### Exercise
Transcribe word for word the lines spanning the line with "Whereabouts is the wheel" through the end of the records.

Coordinate annotation entries
>> Begin
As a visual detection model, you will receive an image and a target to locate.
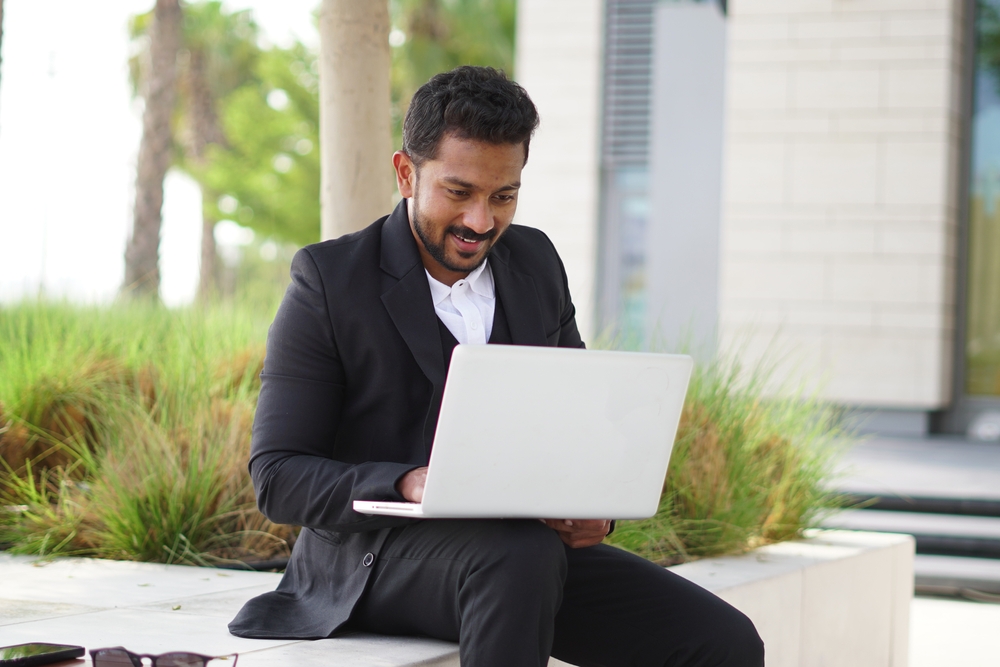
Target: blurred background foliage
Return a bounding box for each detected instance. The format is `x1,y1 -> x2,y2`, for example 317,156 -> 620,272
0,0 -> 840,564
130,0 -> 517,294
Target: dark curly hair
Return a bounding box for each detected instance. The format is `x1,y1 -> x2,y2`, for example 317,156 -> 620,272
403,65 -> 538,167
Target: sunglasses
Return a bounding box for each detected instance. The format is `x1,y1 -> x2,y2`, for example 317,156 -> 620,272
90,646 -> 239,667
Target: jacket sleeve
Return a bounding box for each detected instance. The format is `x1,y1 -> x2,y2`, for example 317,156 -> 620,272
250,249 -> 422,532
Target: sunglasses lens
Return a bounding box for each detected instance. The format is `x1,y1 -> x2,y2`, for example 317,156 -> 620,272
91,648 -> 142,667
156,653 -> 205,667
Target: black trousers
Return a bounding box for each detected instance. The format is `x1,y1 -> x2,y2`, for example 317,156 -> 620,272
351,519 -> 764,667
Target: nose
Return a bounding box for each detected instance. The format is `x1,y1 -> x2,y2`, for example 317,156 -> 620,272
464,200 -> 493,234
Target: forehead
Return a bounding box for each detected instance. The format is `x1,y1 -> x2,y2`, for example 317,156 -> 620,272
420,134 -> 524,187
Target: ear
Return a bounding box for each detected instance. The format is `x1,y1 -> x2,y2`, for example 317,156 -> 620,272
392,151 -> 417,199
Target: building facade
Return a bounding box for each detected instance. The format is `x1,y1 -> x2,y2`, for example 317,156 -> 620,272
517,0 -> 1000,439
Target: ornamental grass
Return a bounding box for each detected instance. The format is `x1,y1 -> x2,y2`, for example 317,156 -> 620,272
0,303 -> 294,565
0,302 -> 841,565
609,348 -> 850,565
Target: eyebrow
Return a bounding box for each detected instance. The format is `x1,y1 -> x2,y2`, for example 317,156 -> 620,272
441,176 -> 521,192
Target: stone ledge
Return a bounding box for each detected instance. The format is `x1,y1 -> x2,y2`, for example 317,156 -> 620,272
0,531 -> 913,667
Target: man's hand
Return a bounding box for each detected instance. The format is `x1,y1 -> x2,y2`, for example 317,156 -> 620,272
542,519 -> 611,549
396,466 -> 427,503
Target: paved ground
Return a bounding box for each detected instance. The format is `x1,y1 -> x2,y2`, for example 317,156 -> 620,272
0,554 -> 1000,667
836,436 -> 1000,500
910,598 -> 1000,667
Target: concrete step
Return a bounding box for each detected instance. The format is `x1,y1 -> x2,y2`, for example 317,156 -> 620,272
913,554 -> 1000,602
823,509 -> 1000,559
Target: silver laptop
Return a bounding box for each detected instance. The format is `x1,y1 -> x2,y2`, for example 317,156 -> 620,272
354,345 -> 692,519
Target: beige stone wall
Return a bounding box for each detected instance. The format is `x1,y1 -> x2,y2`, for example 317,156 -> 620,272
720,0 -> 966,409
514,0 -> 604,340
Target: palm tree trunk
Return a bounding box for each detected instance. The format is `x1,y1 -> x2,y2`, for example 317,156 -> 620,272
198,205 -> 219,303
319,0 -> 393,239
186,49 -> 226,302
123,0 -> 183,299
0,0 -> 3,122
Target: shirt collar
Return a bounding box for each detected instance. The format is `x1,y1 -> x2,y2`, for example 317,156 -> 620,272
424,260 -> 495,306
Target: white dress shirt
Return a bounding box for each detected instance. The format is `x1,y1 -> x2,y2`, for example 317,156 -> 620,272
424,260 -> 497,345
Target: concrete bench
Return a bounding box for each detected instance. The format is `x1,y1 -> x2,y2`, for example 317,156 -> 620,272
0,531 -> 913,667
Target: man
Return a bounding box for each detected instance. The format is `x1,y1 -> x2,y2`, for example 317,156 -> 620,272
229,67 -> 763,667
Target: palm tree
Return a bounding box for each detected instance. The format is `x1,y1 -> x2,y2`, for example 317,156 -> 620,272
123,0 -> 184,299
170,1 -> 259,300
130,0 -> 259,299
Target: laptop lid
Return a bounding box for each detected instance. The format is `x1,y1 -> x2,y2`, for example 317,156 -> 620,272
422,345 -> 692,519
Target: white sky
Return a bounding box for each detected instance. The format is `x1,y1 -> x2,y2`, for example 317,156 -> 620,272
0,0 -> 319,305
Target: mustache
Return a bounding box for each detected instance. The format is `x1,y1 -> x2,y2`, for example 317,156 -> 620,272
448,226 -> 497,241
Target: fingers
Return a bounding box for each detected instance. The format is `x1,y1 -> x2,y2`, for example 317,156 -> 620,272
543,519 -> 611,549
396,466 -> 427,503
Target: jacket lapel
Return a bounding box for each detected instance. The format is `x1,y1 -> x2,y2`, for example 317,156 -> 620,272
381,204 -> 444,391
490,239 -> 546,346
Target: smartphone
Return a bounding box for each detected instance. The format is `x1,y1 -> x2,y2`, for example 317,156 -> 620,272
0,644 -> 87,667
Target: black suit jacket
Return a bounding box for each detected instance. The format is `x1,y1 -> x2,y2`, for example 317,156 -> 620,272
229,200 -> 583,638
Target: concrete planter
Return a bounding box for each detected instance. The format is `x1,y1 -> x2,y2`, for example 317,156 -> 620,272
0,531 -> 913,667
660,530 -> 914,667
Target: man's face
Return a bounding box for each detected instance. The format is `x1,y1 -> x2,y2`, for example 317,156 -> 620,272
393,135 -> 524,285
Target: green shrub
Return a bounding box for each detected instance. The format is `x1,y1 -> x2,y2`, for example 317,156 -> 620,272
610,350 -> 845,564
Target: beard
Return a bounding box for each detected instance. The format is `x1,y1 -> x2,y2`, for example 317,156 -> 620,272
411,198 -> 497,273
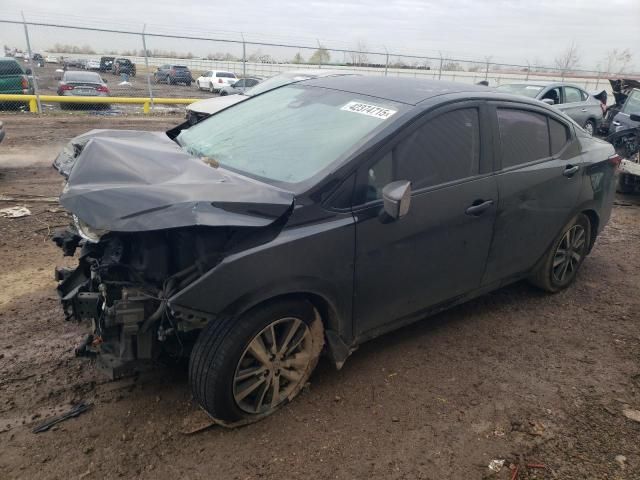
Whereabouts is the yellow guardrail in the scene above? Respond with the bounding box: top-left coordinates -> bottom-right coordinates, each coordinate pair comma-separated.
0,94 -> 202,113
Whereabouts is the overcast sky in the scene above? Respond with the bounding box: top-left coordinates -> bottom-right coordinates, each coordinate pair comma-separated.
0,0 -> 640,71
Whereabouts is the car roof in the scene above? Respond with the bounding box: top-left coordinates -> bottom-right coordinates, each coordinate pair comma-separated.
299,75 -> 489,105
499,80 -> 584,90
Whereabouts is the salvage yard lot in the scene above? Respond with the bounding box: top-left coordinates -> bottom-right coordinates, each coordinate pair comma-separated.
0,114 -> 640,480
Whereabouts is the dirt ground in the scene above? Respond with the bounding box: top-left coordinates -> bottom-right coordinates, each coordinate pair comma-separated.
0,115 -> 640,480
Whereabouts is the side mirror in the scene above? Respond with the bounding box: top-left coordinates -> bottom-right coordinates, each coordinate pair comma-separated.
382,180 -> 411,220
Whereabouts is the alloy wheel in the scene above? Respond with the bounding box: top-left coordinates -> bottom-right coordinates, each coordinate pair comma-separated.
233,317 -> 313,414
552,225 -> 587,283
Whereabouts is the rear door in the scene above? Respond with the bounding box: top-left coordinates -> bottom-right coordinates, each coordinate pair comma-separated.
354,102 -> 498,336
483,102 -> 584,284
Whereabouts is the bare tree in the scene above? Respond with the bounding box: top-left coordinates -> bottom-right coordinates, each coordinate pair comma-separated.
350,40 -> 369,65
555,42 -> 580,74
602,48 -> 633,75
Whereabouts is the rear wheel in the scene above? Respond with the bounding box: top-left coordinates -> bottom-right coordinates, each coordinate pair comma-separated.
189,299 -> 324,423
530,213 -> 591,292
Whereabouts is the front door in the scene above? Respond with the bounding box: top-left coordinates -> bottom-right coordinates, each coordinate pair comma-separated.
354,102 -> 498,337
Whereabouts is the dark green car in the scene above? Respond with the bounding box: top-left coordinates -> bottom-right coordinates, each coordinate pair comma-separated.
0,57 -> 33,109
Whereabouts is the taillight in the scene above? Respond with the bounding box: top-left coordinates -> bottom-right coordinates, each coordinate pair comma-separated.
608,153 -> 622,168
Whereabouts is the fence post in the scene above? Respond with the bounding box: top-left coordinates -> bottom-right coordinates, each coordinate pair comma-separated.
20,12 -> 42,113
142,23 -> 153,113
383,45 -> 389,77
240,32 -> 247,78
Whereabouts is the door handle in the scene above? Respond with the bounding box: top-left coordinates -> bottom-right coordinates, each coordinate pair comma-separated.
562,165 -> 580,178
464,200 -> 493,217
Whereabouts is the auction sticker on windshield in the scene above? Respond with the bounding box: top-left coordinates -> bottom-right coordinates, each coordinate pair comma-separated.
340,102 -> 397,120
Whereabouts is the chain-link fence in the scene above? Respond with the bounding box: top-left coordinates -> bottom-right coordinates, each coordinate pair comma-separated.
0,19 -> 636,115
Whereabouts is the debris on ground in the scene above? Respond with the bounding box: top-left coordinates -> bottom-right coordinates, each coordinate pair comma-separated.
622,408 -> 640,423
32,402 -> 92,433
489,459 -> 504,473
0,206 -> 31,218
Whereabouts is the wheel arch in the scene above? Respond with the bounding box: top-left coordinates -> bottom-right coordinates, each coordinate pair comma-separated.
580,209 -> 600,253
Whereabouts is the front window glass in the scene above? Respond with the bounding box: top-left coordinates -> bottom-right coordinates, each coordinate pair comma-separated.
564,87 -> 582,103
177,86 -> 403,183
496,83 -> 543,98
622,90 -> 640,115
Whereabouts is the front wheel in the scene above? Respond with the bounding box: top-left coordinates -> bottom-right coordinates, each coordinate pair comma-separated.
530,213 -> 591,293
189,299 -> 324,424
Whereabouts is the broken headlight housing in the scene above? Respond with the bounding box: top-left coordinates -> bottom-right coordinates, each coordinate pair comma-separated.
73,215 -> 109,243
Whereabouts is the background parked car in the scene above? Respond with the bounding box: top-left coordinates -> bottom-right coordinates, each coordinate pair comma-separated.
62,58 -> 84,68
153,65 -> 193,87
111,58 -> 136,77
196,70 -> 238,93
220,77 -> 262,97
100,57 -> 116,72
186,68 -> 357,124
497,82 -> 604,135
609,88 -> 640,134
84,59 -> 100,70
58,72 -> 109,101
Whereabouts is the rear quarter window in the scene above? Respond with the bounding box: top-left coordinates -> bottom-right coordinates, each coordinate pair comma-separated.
>> End
### Result
Whereabouts is the wheel arch in the scene above? Respond with the bounding box: top-left coordinates -> bottom-right coordinates, each coordinate pair comma-separated.
580,209 -> 600,253
Whereabouts is the front window glass in the scene above? Respond with the bounding box: top-left coordinates -> bottom-right coordinates, each coordinate pair comma-separated.
564,87 -> 582,103
177,86 -> 403,183
496,83 -> 543,98
622,90 -> 640,115
Whereabouts is the front wheel in the scene above? Respond with the bounding box: top-left coordinates -> bottom-right coordinates, each coordinate pair comma-separated.
530,213 -> 591,293
189,299 -> 324,424
Whereabouts is the broken headlight housing in the scene above? Respond with the bounding box: top-left coordinates -> bottom-right coordinates, each coordinate pair comma-separated.
73,215 -> 109,243
Whereabouts is the background parked car in the scene above? Respond with the bounding box: top-left coordinates -> bottom-right coordinates, each coordinate pair comma-separated.
62,58 -> 84,68
153,65 -> 193,87
111,58 -> 136,77
196,70 -> 238,93
220,77 -> 262,97
100,57 -> 116,72
186,68 -> 357,124
497,82 -> 604,135
609,88 -> 640,134
84,59 -> 100,70
58,72 -> 109,101
Whereabouts is the rear quarter window in the scene above? Respond with the bounding box: top-left coordinates -> bottom-right coordinates, each coordinate pair comma-separated.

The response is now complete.